THE TASK | Every entry must be transcribed without alteration.

[Natural-language object grounding data]
--- START ---

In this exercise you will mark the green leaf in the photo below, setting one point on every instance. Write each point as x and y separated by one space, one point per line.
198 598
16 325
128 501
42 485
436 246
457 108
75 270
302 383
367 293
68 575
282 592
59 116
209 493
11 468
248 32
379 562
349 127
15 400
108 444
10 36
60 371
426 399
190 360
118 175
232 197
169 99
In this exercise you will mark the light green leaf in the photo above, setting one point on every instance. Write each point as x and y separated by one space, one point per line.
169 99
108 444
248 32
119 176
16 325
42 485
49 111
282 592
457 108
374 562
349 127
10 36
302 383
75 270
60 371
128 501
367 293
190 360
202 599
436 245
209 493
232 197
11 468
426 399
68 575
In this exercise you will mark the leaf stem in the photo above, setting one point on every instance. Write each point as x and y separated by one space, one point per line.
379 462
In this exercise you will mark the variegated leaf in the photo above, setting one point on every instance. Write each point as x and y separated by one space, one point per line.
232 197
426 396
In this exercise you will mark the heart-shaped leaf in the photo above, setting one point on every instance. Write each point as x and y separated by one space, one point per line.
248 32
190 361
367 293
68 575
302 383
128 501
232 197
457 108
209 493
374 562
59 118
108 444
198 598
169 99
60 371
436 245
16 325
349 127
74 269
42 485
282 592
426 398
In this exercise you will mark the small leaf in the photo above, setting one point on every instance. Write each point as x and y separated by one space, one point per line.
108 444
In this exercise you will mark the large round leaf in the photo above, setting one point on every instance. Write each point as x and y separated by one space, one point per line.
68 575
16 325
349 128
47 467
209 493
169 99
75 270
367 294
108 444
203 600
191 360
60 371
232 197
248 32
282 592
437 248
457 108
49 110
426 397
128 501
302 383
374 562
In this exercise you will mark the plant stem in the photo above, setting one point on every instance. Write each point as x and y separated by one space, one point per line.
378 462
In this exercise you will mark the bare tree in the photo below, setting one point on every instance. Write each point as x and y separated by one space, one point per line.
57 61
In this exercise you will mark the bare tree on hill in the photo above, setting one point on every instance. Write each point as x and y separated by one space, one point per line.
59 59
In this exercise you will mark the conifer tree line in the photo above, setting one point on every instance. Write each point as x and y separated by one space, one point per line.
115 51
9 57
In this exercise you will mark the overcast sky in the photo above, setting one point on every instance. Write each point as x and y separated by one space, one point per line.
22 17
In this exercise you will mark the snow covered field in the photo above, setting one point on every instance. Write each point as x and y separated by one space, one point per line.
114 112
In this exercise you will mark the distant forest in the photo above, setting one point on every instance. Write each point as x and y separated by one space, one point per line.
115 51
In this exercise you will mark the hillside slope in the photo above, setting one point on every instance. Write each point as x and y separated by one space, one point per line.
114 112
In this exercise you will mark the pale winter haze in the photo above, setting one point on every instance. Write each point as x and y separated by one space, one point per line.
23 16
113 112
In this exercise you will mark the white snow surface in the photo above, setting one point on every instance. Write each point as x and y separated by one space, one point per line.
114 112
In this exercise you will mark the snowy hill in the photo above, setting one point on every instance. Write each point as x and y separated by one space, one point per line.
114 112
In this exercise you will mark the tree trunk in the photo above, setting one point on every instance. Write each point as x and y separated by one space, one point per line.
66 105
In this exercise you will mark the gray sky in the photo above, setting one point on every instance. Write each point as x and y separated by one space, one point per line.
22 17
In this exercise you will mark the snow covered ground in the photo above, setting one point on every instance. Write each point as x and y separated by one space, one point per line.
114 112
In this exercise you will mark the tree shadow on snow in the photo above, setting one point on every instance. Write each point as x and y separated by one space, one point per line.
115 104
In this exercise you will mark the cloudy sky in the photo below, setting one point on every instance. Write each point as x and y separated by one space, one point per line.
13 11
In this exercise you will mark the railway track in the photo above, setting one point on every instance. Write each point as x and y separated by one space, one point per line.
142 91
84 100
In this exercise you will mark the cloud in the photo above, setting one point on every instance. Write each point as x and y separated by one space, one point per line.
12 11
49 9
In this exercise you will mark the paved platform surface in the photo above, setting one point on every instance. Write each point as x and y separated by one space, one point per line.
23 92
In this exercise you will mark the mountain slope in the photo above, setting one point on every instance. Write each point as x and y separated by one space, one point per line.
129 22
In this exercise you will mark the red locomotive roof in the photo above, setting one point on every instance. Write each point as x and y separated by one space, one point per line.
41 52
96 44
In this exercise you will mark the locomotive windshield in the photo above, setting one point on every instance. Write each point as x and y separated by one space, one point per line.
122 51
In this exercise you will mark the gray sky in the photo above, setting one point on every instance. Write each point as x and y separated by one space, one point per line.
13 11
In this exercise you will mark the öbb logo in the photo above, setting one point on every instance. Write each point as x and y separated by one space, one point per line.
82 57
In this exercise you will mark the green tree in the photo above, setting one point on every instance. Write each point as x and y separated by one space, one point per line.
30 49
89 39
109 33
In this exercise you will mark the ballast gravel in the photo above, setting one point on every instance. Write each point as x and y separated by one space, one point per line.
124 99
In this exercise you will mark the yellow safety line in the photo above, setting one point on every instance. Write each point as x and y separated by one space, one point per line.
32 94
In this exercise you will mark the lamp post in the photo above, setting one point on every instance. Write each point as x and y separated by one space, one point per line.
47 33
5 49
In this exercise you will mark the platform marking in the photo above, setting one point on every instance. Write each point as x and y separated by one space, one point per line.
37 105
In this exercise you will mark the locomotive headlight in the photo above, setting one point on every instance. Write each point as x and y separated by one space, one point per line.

--- END ---

EXERCISE RESPONSE |
In this exercise you will mark the green leaf in the photo below, setting one point on every instance. Write each point as x and y separated by one space, one point per line.
198 598
16 325
128 501
42 485
436 246
457 108
75 270
302 383
367 293
68 575
282 592
59 116
209 493
11 468
248 32
379 562
349 127
15 400
108 444
10 36
60 371
426 399
190 360
118 175
232 197
169 99
In this exercise you will mark the light green leaf in the photo above, setting one point on every instance. Write each point as x and y separated by one space, one point per line.
169 99
108 444
248 32
119 176
16 325
42 485
49 111
282 592
457 108
374 562
349 127
10 36
302 383
75 270
60 371
128 501
367 293
190 360
202 599
436 245
209 493
232 197
11 468
426 399
68 575
In this exercise you will mark the leaf stem in the photo above, setting one point on every instance. Write each point as x and y separated by one space, one point per line.
379 462
In this exercise you will mark the variegated leaf in the photo above, setting one point on every instance. Write each point as x and y separated by one space, one point per line.
232 197
426 396
In this exercise you will mark the heart-shaped leaf in the photo above, setting one point on every instance. Write each point as x and y separated by one space, one point per line.
248 32
190 361
367 293
68 575
302 383
128 501
232 197
457 108
209 493
374 562
59 118
108 444
198 598
169 99
60 371
436 245
16 325
349 127
74 269
42 485
282 592
426 398
In this exercise you will mark the small leaf in the photo above, setting one point on every instance. Write each point as x and y separated by one space, one point per line.
108 444
In this exercise you will mark the large round leaf in the photo above, setting one point on every instance. Write each point as x and y separated by one space, one point per line.
68 575
16 325
349 128
47 467
209 493
169 99
75 270
367 294
108 444
203 600
191 360
60 371
232 197
248 32
282 592
437 248
457 108
49 110
426 397
128 501
302 383
374 562
In this exercise you will mark the plant stem in the photo above, setting one point on every instance. Write each point as x and y separated by one space, one point per line.
378 462
In this exercise you will mark the bare tree in the photo below, setting one point on every instance. Write each point as x and y separated by one space, one point per line.
57 61
In this exercise you will mark the bare tree on hill in the photo above, setting one point on every instance. Write each point as x and y separated by one space, one point per line.
59 59
In this exercise you will mark the conifer tree line in the photo above, setting one point on every instance. Write each point as x and y separated by one space, one point per line.
115 51
9 57
In this exercise you will mark the overcast sky in the photo above, setting one point on every instance. Write each point as x and y separated by one space, one point per line.
22 17
In this exercise you will mark the snow covered field in the photo above, setting one point on every instance. Write each point as x and y separated by one space, one point per line.
114 112
In this exercise you will mark the distant forest in the photo above, setting one point on every instance. Write each point as x and y separated by one space, one point per line.
115 51
In this exercise you will mark the hillside slope in the photo above, setting one point on every instance. Write each point as x and y separated by one space, one point per line.
114 112
In this exercise you will mark the pale winter haze in the photo above, setting one point on every instance. Write each point as x and y separated by one space, one point per line.
23 16
113 112
In this exercise you will mark the white snow surface in the photo above, setting one point on every instance. Write each point as x and y separated by one space, one point per line.
114 112
In this exercise you will mark the snowy hill in the photo above, setting one point on every instance. Write each point as x and y separated by one space, one point per line.
114 112
In this exercise you will mark the tree trunk in the photo above, setting one point on every instance. Write each point as x and y separated by one space, one point per line.
66 105
In this exercise you will mark the gray sky in the photo above, setting one point on every instance. Write each point as x and y separated by one space, one point per line.
22 17
In this exercise you will mark the snow covered ground in the photo above, setting one point on every instance. Write each point as x and y separated by one space, one point per line.
114 112
In this exercise you will mark the tree shadow on snow in the photo above, setting one point on every instance. Write each point as x and y separated by one space, one point per line.
115 104
In this exercise you will mark the cloudy sky in the photo below, setting one point on every instance. Write each point as x and y separated by one space, one point per line.
13 11
In this exercise you will mark the railway track in the photo above, setting one point on every instance. Write each point as x and y separated by one space, one point per line.
142 91
84 100
In this exercise you will mark the cloud in the photo above, setting one point on every instance. Write each point as x and y separated by one space, one point per line.
12 11
49 9
In this exercise you will mark the paved platform surface in the photo above, setting one point on every instance. Write each point as x and y separated by one space, one point per line.
23 92
In this exercise you will mark the mountain slope in the photo above, setting one point on every instance. Write each point as x and y separated by one space, one point per line.
129 22
In this exercise you will mark the red locomotive roof in the photo above, setting one point on every instance. Write each point as x and y separated by one space, one point per line.
41 52
96 44
In this exercise you will mark the locomotive windshield in the photo above, setting one point on every instance. Write each point as x and y separated by one space, one point per line.
122 51
In this exercise you will mark the gray sky in the photo above, setting one point on every instance. Write each point as x and y separated by one space, one point per line.
13 11
In this exercise you will mark the öbb logo in the photo above, setting one point on every instance. Write each point as x and y separated by one space, one point per line.
82 57
In this exercise you will mark the green tree in the photo above, setting one point on every instance. Write each point as x and y separated by one space, one point per line.
30 49
89 39
109 33
In this exercise you will mark the ballast gravel in the photo above, setting one point on every instance. Write each point as x and y separated by one space, one point per line.
124 99
In this exercise you will mark the yellow safety line in the photo above, setting one point on every instance. Write each point as x and y separated by one space, one point per line.
32 94
In this exercise you will mark the lamp post in the photo above, setting one point on every instance. Write each point as x and y separated by one space, one point per line.
47 33
5 49
In this exercise you will mark the platform marking in the photo above, setting one point on every instance. Write each point as x and y separated by one space, one point per line.
37 105
In this exercise you will mark the locomotive headlight in the photo above, setting one point on every instance. Write each point as x and y separated by one space, one point per line.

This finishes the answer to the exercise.